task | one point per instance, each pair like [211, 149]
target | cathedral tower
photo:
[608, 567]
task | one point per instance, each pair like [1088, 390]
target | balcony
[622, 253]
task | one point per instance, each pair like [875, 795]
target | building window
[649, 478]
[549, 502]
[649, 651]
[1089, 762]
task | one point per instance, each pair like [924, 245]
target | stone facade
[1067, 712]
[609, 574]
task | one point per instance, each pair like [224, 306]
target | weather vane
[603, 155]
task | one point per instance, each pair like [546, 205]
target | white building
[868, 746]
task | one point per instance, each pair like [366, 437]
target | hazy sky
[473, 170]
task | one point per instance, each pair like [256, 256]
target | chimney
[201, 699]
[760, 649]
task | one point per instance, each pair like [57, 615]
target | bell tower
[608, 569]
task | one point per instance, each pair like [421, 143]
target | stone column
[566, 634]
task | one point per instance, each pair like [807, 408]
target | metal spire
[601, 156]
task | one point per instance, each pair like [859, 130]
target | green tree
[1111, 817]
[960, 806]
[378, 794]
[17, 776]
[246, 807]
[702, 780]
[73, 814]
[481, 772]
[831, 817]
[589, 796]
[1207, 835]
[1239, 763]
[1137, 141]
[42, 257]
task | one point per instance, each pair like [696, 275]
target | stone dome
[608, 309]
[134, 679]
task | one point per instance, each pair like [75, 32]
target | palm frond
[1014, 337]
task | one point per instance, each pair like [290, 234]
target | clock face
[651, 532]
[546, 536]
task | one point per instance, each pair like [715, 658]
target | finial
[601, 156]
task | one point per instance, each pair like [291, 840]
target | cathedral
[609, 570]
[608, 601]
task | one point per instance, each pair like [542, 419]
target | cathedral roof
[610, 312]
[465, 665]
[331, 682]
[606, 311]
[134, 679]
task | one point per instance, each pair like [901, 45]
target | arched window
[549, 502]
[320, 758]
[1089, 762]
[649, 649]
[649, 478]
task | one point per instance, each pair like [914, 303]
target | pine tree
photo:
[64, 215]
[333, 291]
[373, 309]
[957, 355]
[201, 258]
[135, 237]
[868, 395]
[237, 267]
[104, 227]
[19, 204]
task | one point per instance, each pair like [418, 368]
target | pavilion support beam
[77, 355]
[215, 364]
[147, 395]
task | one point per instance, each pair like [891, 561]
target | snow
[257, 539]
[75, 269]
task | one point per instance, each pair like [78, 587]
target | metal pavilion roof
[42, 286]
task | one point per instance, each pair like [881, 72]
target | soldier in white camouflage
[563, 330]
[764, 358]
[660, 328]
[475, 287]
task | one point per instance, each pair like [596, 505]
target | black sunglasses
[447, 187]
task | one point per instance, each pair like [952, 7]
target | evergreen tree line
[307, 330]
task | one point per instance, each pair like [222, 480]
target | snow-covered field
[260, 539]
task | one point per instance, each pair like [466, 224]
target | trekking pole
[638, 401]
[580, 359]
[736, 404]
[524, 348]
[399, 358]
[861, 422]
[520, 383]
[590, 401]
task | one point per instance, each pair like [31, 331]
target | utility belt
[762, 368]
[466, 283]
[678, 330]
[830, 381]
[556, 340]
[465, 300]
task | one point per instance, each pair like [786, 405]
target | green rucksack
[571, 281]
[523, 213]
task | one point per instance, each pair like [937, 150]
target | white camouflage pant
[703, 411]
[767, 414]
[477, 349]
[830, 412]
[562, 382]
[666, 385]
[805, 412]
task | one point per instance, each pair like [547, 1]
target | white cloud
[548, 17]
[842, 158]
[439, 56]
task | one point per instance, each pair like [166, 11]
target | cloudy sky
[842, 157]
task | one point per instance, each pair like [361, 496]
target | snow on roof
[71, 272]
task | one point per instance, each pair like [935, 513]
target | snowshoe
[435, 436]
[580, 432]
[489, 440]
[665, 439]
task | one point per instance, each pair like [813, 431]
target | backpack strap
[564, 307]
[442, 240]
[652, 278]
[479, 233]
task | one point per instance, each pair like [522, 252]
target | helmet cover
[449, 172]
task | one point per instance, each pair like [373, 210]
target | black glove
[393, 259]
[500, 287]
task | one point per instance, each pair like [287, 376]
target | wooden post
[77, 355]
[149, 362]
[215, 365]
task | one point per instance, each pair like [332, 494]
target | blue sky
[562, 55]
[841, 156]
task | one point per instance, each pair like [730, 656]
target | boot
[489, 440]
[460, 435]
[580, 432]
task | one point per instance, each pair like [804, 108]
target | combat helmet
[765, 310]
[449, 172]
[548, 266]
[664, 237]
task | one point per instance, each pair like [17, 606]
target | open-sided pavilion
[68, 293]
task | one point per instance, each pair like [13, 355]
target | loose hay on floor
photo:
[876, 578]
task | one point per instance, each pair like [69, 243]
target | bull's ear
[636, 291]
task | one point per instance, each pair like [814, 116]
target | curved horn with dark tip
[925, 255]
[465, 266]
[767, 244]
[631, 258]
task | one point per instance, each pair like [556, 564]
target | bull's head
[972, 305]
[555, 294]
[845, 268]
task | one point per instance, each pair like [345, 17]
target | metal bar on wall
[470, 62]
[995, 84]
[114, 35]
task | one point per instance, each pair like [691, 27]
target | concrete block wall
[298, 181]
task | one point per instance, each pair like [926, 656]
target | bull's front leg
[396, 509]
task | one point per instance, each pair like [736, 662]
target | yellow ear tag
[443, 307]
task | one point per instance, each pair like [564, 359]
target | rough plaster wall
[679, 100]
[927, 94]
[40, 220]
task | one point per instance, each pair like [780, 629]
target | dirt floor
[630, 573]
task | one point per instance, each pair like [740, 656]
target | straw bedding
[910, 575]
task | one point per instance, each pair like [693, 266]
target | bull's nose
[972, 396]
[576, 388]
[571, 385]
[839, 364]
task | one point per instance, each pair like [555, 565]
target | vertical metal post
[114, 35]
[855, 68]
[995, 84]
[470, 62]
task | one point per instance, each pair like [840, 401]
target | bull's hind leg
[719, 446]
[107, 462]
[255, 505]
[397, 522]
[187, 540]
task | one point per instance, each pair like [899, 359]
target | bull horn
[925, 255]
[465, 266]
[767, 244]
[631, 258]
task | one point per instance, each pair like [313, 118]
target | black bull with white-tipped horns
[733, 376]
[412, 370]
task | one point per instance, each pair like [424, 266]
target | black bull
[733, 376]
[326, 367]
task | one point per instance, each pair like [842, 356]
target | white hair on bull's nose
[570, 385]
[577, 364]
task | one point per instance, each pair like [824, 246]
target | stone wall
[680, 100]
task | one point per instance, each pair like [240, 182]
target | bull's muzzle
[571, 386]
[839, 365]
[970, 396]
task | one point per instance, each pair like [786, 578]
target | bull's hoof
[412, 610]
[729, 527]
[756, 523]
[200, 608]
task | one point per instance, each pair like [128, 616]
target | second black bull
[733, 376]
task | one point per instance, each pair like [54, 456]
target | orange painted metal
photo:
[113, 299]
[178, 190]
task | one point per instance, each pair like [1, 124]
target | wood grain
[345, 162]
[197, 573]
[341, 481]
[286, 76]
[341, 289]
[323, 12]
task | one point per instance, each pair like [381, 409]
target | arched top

####################

**Task directions:**
In the listing above, find the line containing "task | one point per instance, each pair like [926, 656]", then reproduce it and each line after it through the end, exactly and with nothing added.

**Output below:**
task | one point per instance, each pair like [926, 656]
target | bull's front leg
[396, 509]
task | one point per instance, each pair like [736, 662]
target | yellow ear tag
[443, 307]
task | one point per instance, each pair like [564, 359]
target | rough plaster wall
[679, 100]
[927, 94]
[40, 220]
task | one point per instance, each pair like [780, 629]
target | dirt floor
[630, 573]
task | one point per instance, each pair like [740, 656]
target | straw bedding
[910, 575]
task | one point per instance, each pair like [693, 266]
target | bull's nose
[972, 396]
[576, 388]
[571, 385]
[839, 364]
task | one point per instance, each pair like [555, 565]
target | vertical metal post
[114, 35]
[855, 68]
[995, 84]
[470, 62]
task | one point per instance, each pair like [840, 401]
target | bull's hind leg
[719, 446]
[107, 462]
[255, 505]
[397, 522]
[187, 540]
task | one point per instance, each pair like [899, 359]
target | bull horn
[925, 255]
[465, 266]
[767, 244]
[631, 258]
task | one point per instance, each pair like [313, 118]
target | black bull with white-tipped horns
[733, 376]
[412, 370]
task | one point per instance, each pair like [424, 266]
target | black bull
[733, 376]
[326, 367]
task | one point per instance, each pair like [842, 356]
target | white hair on bull's nose
[570, 385]
[577, 364]
task | one point per instance, each pair like [824, 246]
target | stone wall
[680, 100]
task | one point per instance, each pair like [240, 182]
target | bull's muzzle
[571, 386]
[839, 365]
[970, 396]
task | one point per instance, each pair like [786, 578]
target | bull's hoof
[412, 610]
[729, 527]
[756, 523]
[200, 608]
task | one point per instance, each pair like [128, 616]
target | second black bull
[733, 376]
task | one point per instance, each pair like [54, 456]
target | orange painted metal
photo:
[113, 299]
[178, 190]
task | one point per instance, each pair like [1, 124]
target | wood grain
[345, 162]
[197, 573]
[341, 481]
[286, 76]
[341, 289]
[323, 12]
task | one point per instance, each pair like [381, 409]
target | arched top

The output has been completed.